#### Problem set
(1) Return the passage of the essay on truth from "I’ve been thinking" up to and including "they did too.", copied word for word.
(2) List everyone the opening paragraph of the essay on truth names as a source people look to for their truth.

— begin Provided text —

I’ve been thinking some more about Truth, or more particularly, how we come by it. For most of us, I would think we first look to our parents for our truth. Then to our teachers, and then to our religious instructors.  As we enter adolescence, we look to our peers. And then, we’re on our own. There is that constant weighing up of truth as we perceive it, and how it compares with that of others. Is it any wonder that following such a haphazard path we become seriously confused? Well, I did, and from what I know of others, they did too.

As a young adult in the little town in which I grew up, I became seriously depressed. Looking back, it isn’t surprising that I did. My life consisted of work, pub, work, and precious little else. I can remember I used to look to the Quotable Quotes in Readers Digest for guidance in this world. I used to seize on the thoughts of those whose words were deemed worthy of a quote, and I tried to gain some wisdom from them. I still look to quotes in order to glean some knowledge from the thoughts of those who went before us.  For me, the pursuit of knowledge is the main purpose of this life. I want to know all there is to know. I know, of course, that I never will, but then it’s said it’s better to travel hopefully than to arrive, isn’t it. That must have been one of the many quotes I read somewhere in the distant past. Only now, do I begin to understand its meaning.

This transfer of knowledge down through the ages is man’s greatest achievement. To me, it is a sacred trust, if I can permit myself to use a term usually associated with religion. I can think of no greater trust than to pass on a morsel of truth to those who come after us. And I can think of no greater betrayal of trust than to knowingly pass on an untruth, especially for personal gain.

Lately, some of those quotes that have been the guideposts in my life have had something to say about the manipulation by the media. Men and women in a position of power have deliberately abused the position of trust in order to propagate misinformation in order to benefit the rich and powerful. No better illustration of this is the comment by Rupert Murdoch that we should invade Iraq so that we could get oil for $20 a barrel.

— end Provided text —
— begin Material shown —

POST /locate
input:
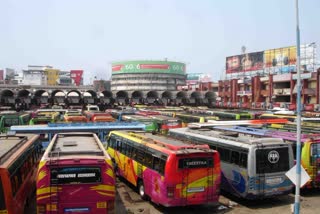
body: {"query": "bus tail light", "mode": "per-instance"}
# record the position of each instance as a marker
(110, 207)
(41, 209)
(170, 192)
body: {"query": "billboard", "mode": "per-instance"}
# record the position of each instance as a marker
(272, 61)
(76, 75)
(148, 67)
(244, 62)
(10, 74)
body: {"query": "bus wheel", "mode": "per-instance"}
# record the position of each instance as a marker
(141, 190)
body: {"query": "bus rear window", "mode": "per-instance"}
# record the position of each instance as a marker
(2, 199)
(315, 150)
(11, 122)
(272, 160)
(75, 175)
(203, 162)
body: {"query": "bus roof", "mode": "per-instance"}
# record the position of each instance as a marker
(67, 144)
(241, 141)
(164, 143)
(137, 118)
(9, 144)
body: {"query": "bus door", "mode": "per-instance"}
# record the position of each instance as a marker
(260, 170)
(192, 189)
(315, 163)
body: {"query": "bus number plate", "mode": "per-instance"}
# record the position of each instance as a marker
(195, 189)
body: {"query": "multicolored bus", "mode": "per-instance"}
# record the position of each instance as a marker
(252, 168)
(293, 128)
(75, 175)
(44, 118)
(151, 125)
(291, 118)
(223, 115)
(19, 159)
(13, 118)
(165, 123)
(97, 116)
(73, 116)
(187, 118)
(170, 172)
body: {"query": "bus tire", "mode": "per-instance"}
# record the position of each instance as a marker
(141, 190)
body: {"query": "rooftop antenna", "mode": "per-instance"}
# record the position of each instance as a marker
(243, 49)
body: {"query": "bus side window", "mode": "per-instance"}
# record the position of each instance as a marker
(134, 153)
(148, 160)
(243, 160)
(118, 145)
(156, 164)
(129, 150)
(224, 154)
(235, 156)
(124, 148)
(162, 166)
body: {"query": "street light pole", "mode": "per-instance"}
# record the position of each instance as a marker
(298, 152)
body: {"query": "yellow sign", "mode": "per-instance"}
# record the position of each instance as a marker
(102, 204)
(280, 57)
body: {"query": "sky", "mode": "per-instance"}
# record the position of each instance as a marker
(91, 34)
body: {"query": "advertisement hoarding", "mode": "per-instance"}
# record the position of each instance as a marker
(244, 62)
(272, 61)
(76, 75)
(148, 67)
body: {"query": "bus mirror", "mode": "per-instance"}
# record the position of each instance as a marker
(11, 133)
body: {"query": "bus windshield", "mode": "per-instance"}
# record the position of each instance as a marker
(272, 160)
(196, 162)
(315, 150)
(11, 122)
(2, 199)
(75, 175)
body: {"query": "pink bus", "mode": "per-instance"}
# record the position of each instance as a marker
(167, 171)
(75, 175)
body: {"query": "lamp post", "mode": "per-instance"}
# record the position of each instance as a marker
(298, 152)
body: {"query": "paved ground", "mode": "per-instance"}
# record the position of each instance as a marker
(129, 202)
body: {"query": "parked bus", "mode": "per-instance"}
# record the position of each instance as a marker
(151, 125)
(147, 113)
(75, 175)
(293, 128)
(72, 116)
(289, 117)
(252, 168)
(97, 116)
(9, 119)
(44, 118)
(187, 118)
(117, 114)
(165, 123)
(169, 172)
(19, 158)
(60, 111)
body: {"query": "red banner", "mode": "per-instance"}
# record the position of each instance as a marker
(154, 66)
(76, 75)
(117, 67)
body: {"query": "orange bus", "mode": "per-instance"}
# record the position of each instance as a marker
(19, 158)
(72, 116)
(97, 116)
(75, 175)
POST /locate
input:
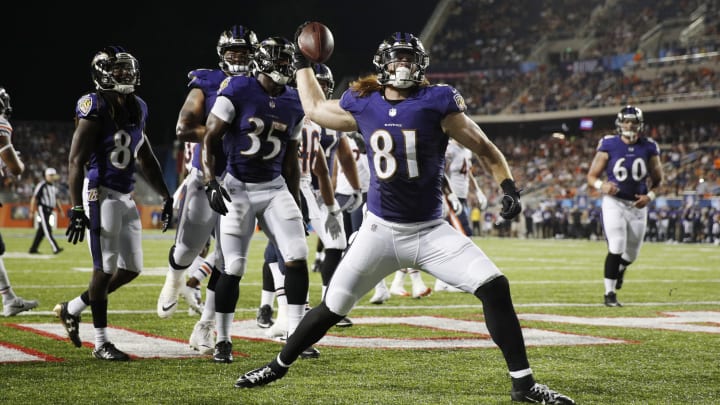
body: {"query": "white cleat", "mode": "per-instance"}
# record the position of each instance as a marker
(203, 337)
(168, 300)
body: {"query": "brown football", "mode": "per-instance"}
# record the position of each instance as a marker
(316, 42)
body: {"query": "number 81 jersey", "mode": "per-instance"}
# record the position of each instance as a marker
(628, 164)
(112, 161)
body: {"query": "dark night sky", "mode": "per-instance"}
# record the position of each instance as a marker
(47, 50)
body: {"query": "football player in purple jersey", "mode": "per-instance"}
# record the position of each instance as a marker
(196, 220)
(108, 146)
(9, 162)
(406, 124)
(254, 121)
(631, 163)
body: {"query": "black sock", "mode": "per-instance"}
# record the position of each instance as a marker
(612, 266)
(502, 322)
(313, 326)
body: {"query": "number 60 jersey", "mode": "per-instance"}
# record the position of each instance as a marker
(112, 162)
(628, 164)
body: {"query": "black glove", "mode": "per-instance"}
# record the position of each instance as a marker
(76, 228)
(511, 200)
(166, 217)
(299, 60)
(215, 193)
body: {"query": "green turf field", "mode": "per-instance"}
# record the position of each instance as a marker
(663, 347)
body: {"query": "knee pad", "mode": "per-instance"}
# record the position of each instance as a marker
(236, 267)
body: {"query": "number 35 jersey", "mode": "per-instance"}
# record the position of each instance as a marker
(112, 161)
(406, 150)
(628, 164)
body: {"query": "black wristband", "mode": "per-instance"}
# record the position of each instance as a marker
(508, 186)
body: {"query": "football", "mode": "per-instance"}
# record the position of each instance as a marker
(316, 42)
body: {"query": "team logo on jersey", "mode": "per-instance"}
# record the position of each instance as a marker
(460, 102)
(84, 105)
(224, 83)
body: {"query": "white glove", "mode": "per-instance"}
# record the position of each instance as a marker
(482, 200)
(354, 202)
(333, 221)
(455, 203)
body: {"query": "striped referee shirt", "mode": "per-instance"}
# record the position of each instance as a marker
(45, 194)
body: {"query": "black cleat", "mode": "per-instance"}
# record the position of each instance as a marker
(70, 322)
(264, 318)
(261, 376)
(611, 300)
(223, 352)
(108, 351)
(310, 353)
(541, 394)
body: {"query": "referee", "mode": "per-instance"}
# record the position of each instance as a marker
(43, 202)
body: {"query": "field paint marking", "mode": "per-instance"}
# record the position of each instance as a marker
(138, 344)
(691, 321)
(533, 337)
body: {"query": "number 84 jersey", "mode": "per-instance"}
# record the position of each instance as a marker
(628, 164)
(112, 162)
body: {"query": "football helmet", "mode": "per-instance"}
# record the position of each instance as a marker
(400, 61)
(325, 78)
(629, 123)
(243, 42)
(274, 58)
(114, 69)
(5, 108)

— end Material shown —

#### Results for each task
(1)
I’ve been thinking some more about Truth, or more particularly, how we come by it. For most of us, I would think we first look to our parents for our truth. Then to our teachers, and then to our religious instructors.  As we enter adolescence, we look to our peers. And then, we’re on our own. There is that constant weighing up of truth as we perceive it, and how it compares with that of others. Is it any wonder that following such a haphazard path we become seriously confused? Well, I did, and from what I know of others, they did too.

(2)
- Parents
- Teachers
- Religious instructors
- Peers